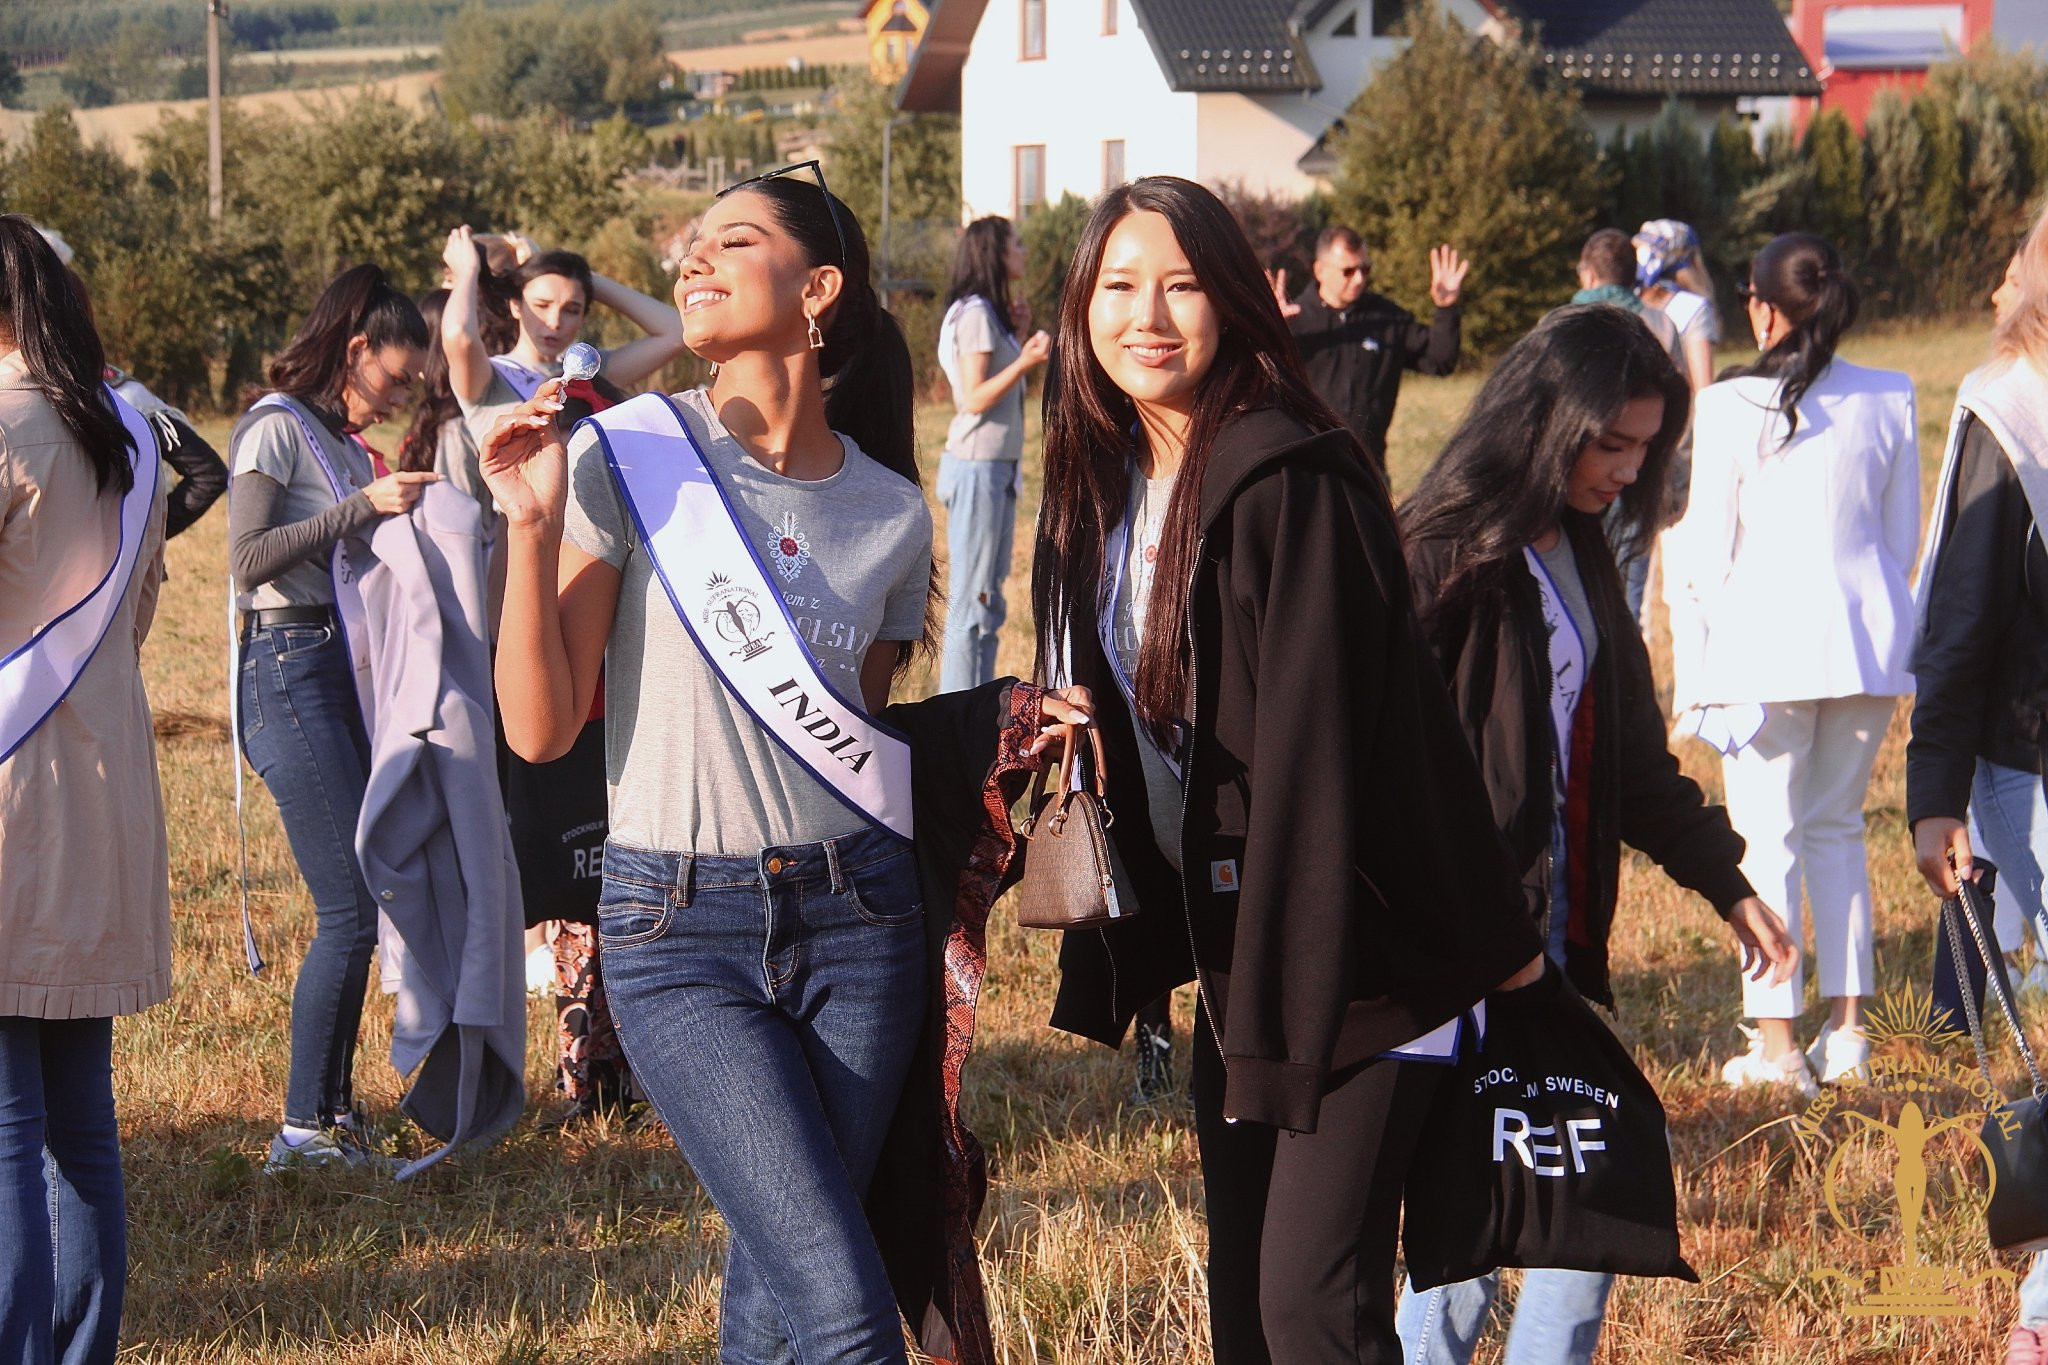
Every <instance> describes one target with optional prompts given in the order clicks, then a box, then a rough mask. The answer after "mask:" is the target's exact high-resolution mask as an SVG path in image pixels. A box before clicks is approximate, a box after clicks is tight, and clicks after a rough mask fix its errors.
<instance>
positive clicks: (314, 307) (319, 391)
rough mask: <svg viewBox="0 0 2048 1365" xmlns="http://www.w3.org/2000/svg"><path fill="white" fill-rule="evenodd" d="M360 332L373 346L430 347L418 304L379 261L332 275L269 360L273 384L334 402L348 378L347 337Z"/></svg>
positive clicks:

◆ ◆ ◆

◆ **TRAVAIL DEMANDÉ**:
Reproduisez toutes ces lignes à l'identique, de la première à la dernière, en laissant les images hors de votre réponse.

◆ **RÉSULTAT DE L'EXERCICE**:
Every <instance> describes one target with optional prompts given in the order clicks, then a box, then a rough mask. The answer after "mask:" is the target's exact high-resolution mask as an SVG path in image pixels. A box before clicks is approximate, a box after clicks is tight, and clicks after a rough mask fix its errors.
<instance>
positive clicks: (314, 307) (319, 391)
rough mask: <svg viewBox="0 0 2048 1365" xmlns="http://www.w3.org/2000/svg"><path fill="white" fill-rule="evenodd" d="M360 332L373 346L430 347L418 304L379 261L332 275L269 360L273 384L334 402L348 378L347 337Z"/></svg>
positive clicks:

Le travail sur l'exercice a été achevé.